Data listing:
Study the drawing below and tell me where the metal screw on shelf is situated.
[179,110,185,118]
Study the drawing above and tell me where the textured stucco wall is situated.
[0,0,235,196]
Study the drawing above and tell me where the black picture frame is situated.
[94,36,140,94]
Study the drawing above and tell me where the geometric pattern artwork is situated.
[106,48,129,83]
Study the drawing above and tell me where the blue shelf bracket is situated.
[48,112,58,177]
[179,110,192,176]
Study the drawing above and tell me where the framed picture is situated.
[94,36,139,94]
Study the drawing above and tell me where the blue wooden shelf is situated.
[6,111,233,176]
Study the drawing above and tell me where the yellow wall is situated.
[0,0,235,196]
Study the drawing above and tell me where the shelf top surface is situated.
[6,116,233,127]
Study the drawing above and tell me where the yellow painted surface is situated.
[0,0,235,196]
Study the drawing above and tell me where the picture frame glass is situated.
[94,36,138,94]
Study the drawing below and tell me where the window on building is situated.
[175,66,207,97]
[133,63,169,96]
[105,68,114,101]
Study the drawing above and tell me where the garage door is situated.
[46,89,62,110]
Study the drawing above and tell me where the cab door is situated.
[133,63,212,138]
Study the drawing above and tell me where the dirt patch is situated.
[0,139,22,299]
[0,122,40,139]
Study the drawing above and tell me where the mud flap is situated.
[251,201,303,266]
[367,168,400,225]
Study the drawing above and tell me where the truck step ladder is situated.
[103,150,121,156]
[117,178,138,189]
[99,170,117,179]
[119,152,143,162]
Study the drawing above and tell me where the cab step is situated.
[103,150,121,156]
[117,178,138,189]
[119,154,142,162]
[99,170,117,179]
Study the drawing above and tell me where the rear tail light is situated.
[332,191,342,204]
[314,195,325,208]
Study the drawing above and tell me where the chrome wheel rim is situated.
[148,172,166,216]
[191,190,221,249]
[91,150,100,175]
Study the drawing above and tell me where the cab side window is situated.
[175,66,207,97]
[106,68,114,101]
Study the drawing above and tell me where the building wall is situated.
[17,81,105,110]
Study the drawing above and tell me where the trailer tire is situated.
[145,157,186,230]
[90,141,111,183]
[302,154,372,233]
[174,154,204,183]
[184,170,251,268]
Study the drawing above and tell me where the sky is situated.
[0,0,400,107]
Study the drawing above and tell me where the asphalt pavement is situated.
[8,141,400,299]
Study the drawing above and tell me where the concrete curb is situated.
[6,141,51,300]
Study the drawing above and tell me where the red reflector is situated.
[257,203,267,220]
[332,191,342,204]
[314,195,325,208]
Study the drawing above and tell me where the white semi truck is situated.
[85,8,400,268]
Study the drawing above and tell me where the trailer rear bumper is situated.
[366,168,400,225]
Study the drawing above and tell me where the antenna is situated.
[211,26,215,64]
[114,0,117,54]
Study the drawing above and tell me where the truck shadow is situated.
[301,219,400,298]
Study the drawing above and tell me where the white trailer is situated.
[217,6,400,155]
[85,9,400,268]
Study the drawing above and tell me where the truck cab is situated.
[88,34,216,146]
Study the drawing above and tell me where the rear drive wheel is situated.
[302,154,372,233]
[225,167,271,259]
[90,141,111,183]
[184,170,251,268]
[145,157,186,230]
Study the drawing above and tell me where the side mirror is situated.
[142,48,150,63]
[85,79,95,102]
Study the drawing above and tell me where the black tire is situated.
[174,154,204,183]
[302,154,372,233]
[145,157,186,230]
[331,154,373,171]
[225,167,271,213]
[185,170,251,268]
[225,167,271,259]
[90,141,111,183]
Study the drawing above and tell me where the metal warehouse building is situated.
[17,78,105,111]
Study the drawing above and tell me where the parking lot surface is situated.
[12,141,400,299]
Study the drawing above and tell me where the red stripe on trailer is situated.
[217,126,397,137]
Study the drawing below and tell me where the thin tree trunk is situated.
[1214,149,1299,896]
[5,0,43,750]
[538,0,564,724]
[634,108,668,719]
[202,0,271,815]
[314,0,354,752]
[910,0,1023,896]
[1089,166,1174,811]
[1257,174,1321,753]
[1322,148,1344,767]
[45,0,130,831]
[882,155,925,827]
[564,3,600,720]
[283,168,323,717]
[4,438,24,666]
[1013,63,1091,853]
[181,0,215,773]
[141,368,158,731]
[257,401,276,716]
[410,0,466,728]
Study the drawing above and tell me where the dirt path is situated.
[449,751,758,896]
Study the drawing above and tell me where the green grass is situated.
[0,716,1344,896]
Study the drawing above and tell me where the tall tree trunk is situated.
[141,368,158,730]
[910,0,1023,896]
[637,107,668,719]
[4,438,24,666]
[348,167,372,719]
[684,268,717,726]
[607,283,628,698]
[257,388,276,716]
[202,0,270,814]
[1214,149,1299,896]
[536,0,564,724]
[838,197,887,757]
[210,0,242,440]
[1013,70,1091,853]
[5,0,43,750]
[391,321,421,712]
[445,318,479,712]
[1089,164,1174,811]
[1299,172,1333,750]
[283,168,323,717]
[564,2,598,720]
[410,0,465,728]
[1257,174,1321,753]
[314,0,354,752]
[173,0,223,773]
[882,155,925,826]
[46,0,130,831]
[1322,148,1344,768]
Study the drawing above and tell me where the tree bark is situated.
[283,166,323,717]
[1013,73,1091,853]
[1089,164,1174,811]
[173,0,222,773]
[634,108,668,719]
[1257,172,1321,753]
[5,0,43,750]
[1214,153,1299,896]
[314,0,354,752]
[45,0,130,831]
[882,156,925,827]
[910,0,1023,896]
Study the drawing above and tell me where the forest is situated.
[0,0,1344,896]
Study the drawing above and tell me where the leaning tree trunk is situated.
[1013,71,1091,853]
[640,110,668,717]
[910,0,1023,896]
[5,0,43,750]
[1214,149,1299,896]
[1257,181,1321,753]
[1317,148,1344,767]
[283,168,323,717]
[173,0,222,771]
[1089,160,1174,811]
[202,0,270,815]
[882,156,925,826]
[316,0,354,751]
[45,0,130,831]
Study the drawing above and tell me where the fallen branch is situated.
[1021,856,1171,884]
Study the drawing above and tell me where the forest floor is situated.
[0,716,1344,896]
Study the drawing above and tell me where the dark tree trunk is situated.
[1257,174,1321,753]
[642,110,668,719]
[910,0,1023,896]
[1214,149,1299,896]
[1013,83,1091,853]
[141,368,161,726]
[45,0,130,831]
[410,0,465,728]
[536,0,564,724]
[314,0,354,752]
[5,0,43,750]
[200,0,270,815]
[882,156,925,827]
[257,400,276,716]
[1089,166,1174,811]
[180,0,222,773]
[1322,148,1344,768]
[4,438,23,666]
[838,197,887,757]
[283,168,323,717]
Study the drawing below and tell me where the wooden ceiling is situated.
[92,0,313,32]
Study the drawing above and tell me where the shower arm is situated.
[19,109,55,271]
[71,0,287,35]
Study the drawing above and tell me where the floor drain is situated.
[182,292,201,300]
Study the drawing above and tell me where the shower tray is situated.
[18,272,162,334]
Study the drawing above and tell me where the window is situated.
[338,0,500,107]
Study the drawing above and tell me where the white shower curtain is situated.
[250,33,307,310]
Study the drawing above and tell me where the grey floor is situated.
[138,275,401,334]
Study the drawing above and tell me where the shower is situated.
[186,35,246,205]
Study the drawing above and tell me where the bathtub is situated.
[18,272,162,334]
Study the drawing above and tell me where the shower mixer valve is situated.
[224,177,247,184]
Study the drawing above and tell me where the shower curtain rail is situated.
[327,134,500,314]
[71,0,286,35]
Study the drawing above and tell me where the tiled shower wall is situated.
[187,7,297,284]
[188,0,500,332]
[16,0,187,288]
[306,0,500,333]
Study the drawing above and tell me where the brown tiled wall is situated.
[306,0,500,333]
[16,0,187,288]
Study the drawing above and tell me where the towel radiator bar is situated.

**Written task:** Please render every line of the data listing above as a JSON array of strings, with one string per line and blank lines left out.

**Response to the exercise:**
[
  "Study the drawing below and tell me where the metal screw on shelf is situated.",
  "[179,110,185,118]",
  "Study the drawing above and tell me where the textured stucco wall is situated.",
  "[0,0,235,196]",
  "Study the drawing above and tell me where the black picture frame is situated.",
  "[94,36,140,94]",
  "Study the drawing above and tell me where the geometric pattern artwork is situated.",
  "[106,48,129,83]",
  "Study the drawing above and tell me where the blue shelf bracket is situated.",
  "[48,112,58,177]",
  "[179,110,192,176]",
  "Study the drawing above and tell me where the framed picture is situated.",
  "[94,36,139,94]",
  "Study the drawing above and tell me where the blue wooden shelf is situated.",
  "[6,111,233,176]",
  "Study the drawing above and tell me where the yellow wall is situated.",
  "[0,0,235,196]",
  "Study the drawing above and tell me where the shelf top surface is situated.",
  "[6,116,233,127]",
  "Study the drawing above and tell me where the yellow painted surface is situated.",
  "[0,0,235,196]",
  "Study the drawing above and tell me where the picture frame glass is situated.",
  "[94,36,138,94]",
  "Study the drawing below and tell me where the window on building is situated.",
  "[175,66,207,97]",
  "[133,63,169,96]",
  "[105,68,114,101]",
  "Study the drawing above and tell me where the garage door is situated.",
  "[46,89,62,110]",
  "Study the drawing above and tell me where the cab door is situated.",
  "[133,63,212,138]",
  "Study the drawing above and tell me where the dirt patch is situated.",
  "[0,139,22,299]",
  "[0,122,40,139]",
  "Study the drawing above and tell me where the mud flap is situated.",
  "[251,201,303,266]",
  "[367,168,400,225]",
  "Study the drawing above and tell me where the truck step ladder is situated.",
  "[103,150,121,156]",
  "[117,178,138,189]",
  "[99,170,117,179]",
  "[119,152,143,162]",
  "Study the drawing above and tell me where the cab step is situated.",
  "[103,150,121,156]",
  "[117,178,138,189]",
  "[119,154,142,162]",
  "[99,170,117,179]",
  "Study the drawing above and tell me where the rear tail light is situated.",
  "[332,191,342,204]",
  "[314,195,325,208]",
  "Study the drawing above and tell me where the chrome wheel rim is situated.",
  "[148,172,166,216]",
  "[191,190,221,249]",
  "[91,150,100,175]",
  "Study the drawing above and tell me where the cab side window is situated.",
  "[175,66,207,97]",
  "[106,68,114,101]",
  "Study the drawing above and tell me where the building wall is situated.",
  "[17,81,105,110]",
  "Study the drawing above and tell me where the trailer tire is situated.",
  "[145,157,186,230]",
  "[90,141,111,183]",
  "[302,154,372,233]",
  "[174,154,204,183]",
  "[184,170,251,268]",
  "Study the drawing above and tell me where the sky is situated.",
  "[0,0,400,107]",
  "Study the drawing above and tell me where the asphalt pavement is situated.",
  "[8,141,400,299]",
  "Study the drawing above and tell me where the concrete curb is situated.",
  "[6,141,51,300]",
  "Study the drawing above and tell me where the red reflector is situated.",
  "[257,203,267,220]",
  "[332,191,342,204]",
  "[314,195,325,208]",
  "Study the drawing above and tell me where the white semi truck is situated.",
  "[85,8,400,268]",
  "Study the drawing above and tell me where the trailer rear bumper is situated.",
  "[366,168,400,225]",
  "Study the drawing above and tell me where the antenna is situated.",
  "[211,26,215,64]",
  "[114,0,117,54]",
  "Study the drawing above and tell me where the truck shadow is situated.",
  "[301,219,400,298]",
  "Study the drawing above and tell me where the white trailer is situated.",
  "[217,6,400,155]",
  "[85,9,400,268]",
  "Study the drawing above and tell me where the truck cab is situated.",
  "[88,34,216,146]",
  "Study the drawing above and tell me where the rear drive wheel is situated.",
  "[302,154,372,233]",
  "[225,167,271,259]",
  "[90,141,111,183]",
  "[184,170,251,268]",
  "[145,157,186,230]",
  "Study the drawing above and tell me where the side mirror is situated.",
  "[142,48,150,63]",
  "[85,79,95,102]",
  "Study the drawing above and tell me where the black tire is situated.",
  "[174,154,204,183]",
  "[302,154,372,233]",
  "[145,157,186,230]",
  "[331,154,373,171]",
  "[225,167,271,213]",
  "[185,170,251,268]",
  "[225,167,271,259]",
  "[90,141,111,183]",
  "Study the drawing above and tell me where the metal warehouse building is situated.",
  "[17,78,105,111]",
  "Study the drawing above and tell me where the parking lot surface is situated.",
  "[12,141,400,299]",
  "Study the drawing above and tell me where the red stripe on trailer is situated.",
  "[217,126,397,137]",
  "Study the drawing below and tell me where the thin tree trunk is situated.",
  "[1214,149,1299,896]",
  "[5,0,43,750]",
  "[538,0,564,724]",
  "[634,108,668,719]",
  "[202,0,271,815]",
  "[314,0,354,752]",
  "[910,0,1023,896]",
  "[1089,166,1174,811]",
  "[1257,174,1321,753]",
  "[1322,148,1344,767]",
  "[45,0,130,831]",
  "[882,155,925,827]",
  "[564,3,600,720]",
  "[283,168,323,717]",
  "[4,438,24,666]",
  "[1013,63,1091,853]",
  "[181,0,215,773]",
  "[141,368,158,731]",
  "[257,401,276,716]",
  "[410,0,466,728]",
  "Study the drawing above and tell me where the dirt path is situated.",
  "[449,751,758,896]",
  "Study the drawing above and tell me where the green grass is situated.",
  "[0,716,1344,896]",
  "Study the drawing above and tell me where the tall tree trunk is situated.",
  "[141,368,158,730]",
  "[910,0,1023,896]",
  "[637,107,668,719]",
  "[4,438,24,666]",
  "[348,167,372,719]",
  "[684,268,717,726]",
  "[607,283,628,698]",
  "[257,388,276,716]",
  "[202,0,270,814]",
  "[1214,149,1299,896]",
  "[536,0,564,724]",
  "[838,197,887,757]",
  "[210,0,242,440]",
  "[1013,70,1091,853]",
  "[5,0,43,750]",
  "[391,321,421,712]",
  "[445,318,479,712]",
  "[1089,164,1174,811]",
  "[1299,172,1333,750]",
  "[283,168,323,717]",
  "[564,2,598,720]",
  "[410,0,465,728]",
  "[1257,174,1321,753]",
  "[314,0,354,752]",
  "[173,0,223,773]",
  "[882,155,925,826]",
  "[46,0,130,831]",
  "[1322,148,1344,768]",
  "Study the drawing above and tell me where the tree bark is situated.",
  "[283,166,323,717]",
  "[1013,73,1091,853]",
  "[1089,164,1174,811]",
  "[173,0,222,773]",
  "[634,108,668,719]",
  "[1257,172,1321,753]",
  "[5,0,43,750]",
  "[1214,153,1299,896]",
  "[314,0,354,752]",
  "[45,0,130,831]",
  "[882,156,925,827]",
  "[910,0,1023,896]",
  "Study the drawing above and tell me where the forest is situated.",
  "[0,0,1344,896]",
  "Study the drawing above and tell me where the leaning tree trunk is situated.",
  "[1013,71,1091,853]",
  "[640,110,668,717]",
  "[910,0,1023,896]",
  "[5,0,43,750]",
  "[1214,149,1299,896]",
  "[1257,181,1321,753]",
  "[1317,148,1344,767]",
  "[283,168,323,717]",
  "[173,0,222,771]",
  "[1089,160,1174,811]",
  "[202,0,270,815]",
  "[882,156,925,826]",
  "[316,0,354,751]",
  "[45,0,130,831]",
  "Study the drawing above and tell me where the fallen branch is situated.",
  "[1021,856,1171,884]",
  "Study the drawing above and tell me where the forest floor is situated.",
  "[0,716,1344,896]",
  "Study the drawing above and tell me where the dark tree trunk is situated.",
  "[1257,174,1321,753]",
  "[642,110,668,719]",
  "[910,0,1023,896]",
  "[1214,149,1299,896]",
  "[1013,83,1091,853]",
  "[141,368,161,726]",
  "[45,0,130,831]",
  "[410,0,465,728]",
  "[536,0,564,724]",
  "[314,0,354,752]",
  "[5,0,43,750]",
  "[200,0,270,815]",
  "[882,156,925,827]",
  "[257,400,276,716]",
  "[1089,166,1174,811]",
  "[180,0,222,773]",
  "[1322,148,1344,768]",
  "[4,438,23,666]",
  "[838,197,887,757]",
  "[283,168,323,717]",
  "Study the drawing below and tell me where the wooden ceiling is situated.",
  "[92,0,313,32]",
  "Study the drawing above and tell me where the shower arm is situated.",
  "[19,109,55,271]",
  "[71,0,287,35]",
  "Study the drawing above and tell me where the floor drain is situated.",
  "[182,292,201,300]",
  "Study the drawing above and tell me where the shower tray is situated.",
  "[18,272,162,334]",
  "Study the drawing above and tell me where the window is situated.",
  "[338,0,500,107]",
  "Study the drawing above and tell me where the white shower curtain is situated.",
  "[250,33,307,310]",
  "Study the drawing above and tell me where the grey floor is situated.",
  "[138,275,401,334]",
  "Study the drawing above and tell me where the shower is situated.",
  "[186,35,246,205]",
  "Study the drawing above and tell me where the bathtub is situated.",
  "[18,272,162,334]",
  "Study the drawing above and tell me where the shower mixer valve is situated.",
  "[224,177,247,184]",
  "Study the drawing above and tell me where the shower curtain rail is situated.",
  "[327,134,500,314]",
  "[71,0,286,35]",
  "Study the drawing above and tell me where the tiled shower wall is situated.",
  "[187,7,297,284]",
  "[188,0,500,332]",
  "[16,0,187,288]",
  "[306,0,500,333]",
  "Study the drawing above and tell me where the brown tiled wall is situated.",
  "[306,0,500,333]",
  "[16,0,187,288]",
  "Study the drawing above and tell me where the towel radiator bar is situated."
]